## [TRY IT]
After finding the line containing "Target: notice board on door" below, please output that line and each following one through the line containing "Target: wooden double door", exactly as written.

## [EXCERPTED RECORDS]
----

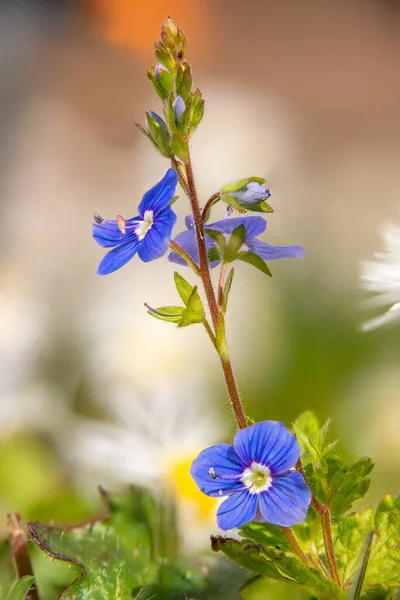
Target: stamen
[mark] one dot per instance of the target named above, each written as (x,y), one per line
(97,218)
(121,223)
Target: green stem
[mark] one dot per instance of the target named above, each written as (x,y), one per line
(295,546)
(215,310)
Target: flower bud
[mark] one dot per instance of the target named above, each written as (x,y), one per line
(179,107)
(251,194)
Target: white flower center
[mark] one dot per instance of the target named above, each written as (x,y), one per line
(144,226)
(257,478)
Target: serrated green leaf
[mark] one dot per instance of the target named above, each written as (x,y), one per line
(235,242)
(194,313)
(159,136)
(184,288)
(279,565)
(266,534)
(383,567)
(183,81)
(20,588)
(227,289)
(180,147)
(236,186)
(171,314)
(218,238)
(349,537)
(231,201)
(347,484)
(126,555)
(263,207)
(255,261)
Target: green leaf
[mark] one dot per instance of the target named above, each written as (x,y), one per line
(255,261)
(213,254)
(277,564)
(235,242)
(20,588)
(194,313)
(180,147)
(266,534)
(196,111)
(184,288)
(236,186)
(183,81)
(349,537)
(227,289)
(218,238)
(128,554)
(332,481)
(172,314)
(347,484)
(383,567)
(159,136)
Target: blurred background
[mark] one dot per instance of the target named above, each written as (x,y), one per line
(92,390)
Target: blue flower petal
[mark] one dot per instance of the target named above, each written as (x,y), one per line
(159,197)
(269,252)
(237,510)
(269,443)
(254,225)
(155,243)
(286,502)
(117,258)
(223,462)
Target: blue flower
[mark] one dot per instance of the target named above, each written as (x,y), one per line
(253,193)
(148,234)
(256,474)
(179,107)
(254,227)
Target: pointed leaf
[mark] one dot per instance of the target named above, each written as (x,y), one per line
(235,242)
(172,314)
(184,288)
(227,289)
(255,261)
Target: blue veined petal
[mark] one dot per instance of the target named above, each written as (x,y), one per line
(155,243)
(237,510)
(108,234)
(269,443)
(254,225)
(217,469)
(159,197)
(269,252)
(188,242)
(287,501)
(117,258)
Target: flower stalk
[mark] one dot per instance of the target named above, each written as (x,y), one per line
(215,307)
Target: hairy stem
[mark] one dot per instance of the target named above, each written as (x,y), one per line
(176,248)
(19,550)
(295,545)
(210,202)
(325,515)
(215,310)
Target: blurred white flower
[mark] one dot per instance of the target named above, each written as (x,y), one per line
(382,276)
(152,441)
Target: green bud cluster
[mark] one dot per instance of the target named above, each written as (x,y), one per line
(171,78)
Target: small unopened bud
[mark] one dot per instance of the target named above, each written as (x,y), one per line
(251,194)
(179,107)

----

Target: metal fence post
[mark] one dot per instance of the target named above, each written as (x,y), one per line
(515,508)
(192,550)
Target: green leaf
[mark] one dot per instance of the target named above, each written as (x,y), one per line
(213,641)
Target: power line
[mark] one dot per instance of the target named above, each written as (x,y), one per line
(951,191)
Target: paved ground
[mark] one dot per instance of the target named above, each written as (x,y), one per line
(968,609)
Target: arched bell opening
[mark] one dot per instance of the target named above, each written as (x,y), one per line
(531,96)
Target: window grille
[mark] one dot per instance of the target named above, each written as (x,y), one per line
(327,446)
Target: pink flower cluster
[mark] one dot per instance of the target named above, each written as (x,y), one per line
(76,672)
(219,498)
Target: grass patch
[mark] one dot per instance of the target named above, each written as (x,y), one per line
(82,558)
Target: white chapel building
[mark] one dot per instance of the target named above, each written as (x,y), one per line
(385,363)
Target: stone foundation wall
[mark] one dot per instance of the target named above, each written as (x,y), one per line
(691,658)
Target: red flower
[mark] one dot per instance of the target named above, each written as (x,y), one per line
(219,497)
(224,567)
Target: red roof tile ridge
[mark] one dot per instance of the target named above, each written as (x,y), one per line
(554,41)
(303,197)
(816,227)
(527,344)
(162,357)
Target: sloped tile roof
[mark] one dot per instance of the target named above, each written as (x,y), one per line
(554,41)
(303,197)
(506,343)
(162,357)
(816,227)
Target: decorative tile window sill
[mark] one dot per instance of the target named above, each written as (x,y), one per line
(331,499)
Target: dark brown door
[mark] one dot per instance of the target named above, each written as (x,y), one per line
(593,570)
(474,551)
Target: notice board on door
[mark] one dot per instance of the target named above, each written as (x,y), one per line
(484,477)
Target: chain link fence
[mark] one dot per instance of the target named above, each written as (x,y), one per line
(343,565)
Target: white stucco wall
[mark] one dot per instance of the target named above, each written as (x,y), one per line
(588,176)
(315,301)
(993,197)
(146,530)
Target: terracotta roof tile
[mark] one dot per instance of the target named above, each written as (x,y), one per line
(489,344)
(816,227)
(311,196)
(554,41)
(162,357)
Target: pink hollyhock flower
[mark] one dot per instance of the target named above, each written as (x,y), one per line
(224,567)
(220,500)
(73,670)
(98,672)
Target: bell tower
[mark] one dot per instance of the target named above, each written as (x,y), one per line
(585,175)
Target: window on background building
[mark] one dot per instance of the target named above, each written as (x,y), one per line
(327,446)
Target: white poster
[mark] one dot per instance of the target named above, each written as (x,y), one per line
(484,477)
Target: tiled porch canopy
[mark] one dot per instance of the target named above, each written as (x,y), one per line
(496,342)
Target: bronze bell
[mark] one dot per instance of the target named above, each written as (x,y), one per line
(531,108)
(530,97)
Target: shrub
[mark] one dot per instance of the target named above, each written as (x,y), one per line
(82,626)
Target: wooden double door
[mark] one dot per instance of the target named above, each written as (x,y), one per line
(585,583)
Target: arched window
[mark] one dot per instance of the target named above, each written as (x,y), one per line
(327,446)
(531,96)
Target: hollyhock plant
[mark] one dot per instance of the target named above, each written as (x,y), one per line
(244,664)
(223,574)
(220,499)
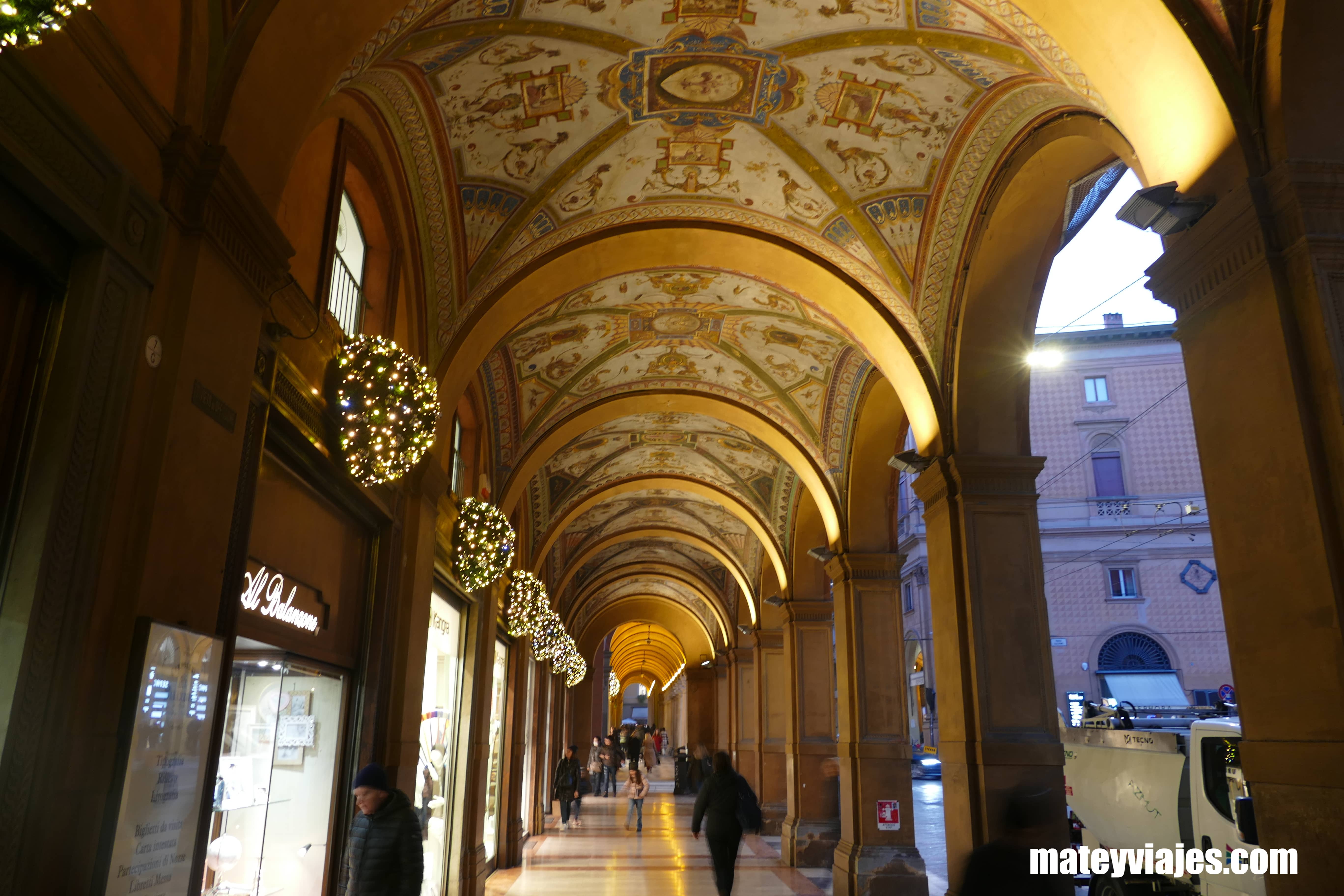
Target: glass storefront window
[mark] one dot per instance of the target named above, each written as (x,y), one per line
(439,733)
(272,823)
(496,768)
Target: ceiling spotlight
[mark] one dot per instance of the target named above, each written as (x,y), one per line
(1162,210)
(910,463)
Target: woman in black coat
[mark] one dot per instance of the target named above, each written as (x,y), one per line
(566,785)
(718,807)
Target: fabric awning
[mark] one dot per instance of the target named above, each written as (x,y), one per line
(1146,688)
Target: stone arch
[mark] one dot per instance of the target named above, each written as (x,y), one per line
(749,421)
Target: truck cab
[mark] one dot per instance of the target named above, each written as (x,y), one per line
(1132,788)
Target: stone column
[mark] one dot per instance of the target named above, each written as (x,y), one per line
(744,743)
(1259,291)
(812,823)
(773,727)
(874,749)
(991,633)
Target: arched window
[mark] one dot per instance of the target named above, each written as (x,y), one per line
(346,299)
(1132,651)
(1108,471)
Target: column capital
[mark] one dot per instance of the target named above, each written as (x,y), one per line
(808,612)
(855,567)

----

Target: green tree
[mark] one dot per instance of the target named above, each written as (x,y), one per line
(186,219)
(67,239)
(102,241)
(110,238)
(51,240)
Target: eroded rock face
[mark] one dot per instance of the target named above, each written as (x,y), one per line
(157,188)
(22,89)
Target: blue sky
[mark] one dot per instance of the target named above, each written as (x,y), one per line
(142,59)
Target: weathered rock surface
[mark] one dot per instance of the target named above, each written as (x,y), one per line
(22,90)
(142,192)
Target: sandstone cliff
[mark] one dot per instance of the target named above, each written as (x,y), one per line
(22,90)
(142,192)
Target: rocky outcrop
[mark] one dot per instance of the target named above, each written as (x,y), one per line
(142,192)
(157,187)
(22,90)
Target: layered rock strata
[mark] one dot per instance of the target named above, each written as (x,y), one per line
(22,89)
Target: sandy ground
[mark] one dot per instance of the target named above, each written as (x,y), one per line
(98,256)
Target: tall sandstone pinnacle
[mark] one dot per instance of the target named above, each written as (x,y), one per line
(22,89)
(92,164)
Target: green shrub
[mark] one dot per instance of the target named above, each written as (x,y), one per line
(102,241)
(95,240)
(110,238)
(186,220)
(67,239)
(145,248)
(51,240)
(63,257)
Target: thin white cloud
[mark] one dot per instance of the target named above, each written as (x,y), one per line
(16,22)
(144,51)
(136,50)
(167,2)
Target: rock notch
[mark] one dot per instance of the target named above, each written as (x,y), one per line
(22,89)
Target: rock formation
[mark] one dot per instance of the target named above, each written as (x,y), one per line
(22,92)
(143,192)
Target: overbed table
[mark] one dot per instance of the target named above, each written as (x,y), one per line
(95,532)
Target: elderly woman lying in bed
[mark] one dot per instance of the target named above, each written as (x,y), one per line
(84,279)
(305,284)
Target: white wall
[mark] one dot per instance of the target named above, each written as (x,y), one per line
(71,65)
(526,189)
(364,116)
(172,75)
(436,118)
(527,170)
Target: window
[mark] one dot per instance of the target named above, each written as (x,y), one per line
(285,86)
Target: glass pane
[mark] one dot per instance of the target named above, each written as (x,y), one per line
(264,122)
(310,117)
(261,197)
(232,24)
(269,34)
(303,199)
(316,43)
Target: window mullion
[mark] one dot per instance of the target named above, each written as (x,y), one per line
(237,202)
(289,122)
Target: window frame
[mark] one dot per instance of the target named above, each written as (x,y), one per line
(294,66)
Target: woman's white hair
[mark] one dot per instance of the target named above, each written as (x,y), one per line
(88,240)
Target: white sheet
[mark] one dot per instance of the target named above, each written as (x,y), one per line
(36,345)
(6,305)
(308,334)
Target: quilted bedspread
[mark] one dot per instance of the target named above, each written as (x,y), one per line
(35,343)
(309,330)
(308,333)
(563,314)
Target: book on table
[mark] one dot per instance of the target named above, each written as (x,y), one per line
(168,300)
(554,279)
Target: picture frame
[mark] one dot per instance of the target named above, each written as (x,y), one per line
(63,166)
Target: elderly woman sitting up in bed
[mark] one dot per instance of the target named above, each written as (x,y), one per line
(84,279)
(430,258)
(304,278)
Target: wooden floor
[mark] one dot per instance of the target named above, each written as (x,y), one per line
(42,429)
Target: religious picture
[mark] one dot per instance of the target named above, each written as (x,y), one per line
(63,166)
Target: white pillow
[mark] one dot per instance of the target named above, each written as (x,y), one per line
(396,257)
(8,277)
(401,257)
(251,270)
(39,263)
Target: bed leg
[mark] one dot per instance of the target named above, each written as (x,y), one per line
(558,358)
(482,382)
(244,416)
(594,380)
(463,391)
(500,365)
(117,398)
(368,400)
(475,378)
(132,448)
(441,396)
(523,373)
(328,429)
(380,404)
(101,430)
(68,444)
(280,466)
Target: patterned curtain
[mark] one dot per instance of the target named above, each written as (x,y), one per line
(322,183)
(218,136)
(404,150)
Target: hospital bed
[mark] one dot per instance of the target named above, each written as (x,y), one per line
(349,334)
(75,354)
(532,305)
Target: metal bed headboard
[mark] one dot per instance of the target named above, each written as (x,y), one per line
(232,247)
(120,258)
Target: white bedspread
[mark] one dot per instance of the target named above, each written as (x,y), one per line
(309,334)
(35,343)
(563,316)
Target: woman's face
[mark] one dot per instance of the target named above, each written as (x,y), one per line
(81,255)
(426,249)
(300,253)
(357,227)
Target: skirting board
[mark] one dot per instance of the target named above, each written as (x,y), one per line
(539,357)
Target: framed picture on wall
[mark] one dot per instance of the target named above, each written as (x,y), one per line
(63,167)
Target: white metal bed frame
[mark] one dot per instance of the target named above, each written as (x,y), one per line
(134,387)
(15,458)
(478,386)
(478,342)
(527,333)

----

## [ANSWER BOX]
Target: notice board on door
[mark] one dot per instance of the target named above, each written as (x,y), one per line
(484,477)
Target: chain link fence
[mark] one dot per instance of the target named above, each written as (x,y), one per line
(343,565)
Target: white stucco wall
[mark] one dot per instance of the target named above, each written as (x,y), one per line
(588,176)
(315,301)
(993,197)
(146,530)
Target: terracotta roof tile
[mark] one dot per instance of the target named above, each written as (x,y), one per line
(489,344)
(816,227)
(311,196)
(554,41)
(162,357)
Target: pink hollyhock flower
[mark] one dot per instance of the target named above, each written as (x,y), one per line
(224,567)
(220,500)
(73,670)
(98,672)
Target: bell tower
[mark] one dot per instance of the target named above, each written as (x,y), one per line
(585,175)
Target: window on background building
[mark] one dot per instance of the target named above, each written as (x,y), one per line
(327,446)
Target: white poster
[mark] one dot per instance of the target named above, each written as (x,y), one per line
(484,477)
Target: tiled porch canopy
[mark] one dot per instance of the target named above, each written as (x,y), one per line
(496,342)
Target: bronze bell
[mark] one dot per instance of the target named above, each written as (x,y), one per line
(531,108)
(530,97)
Target: shrub
[mark] one dot per instance of the target named above, each written as (x,y), one per line
(82,626)
Target: wooden double door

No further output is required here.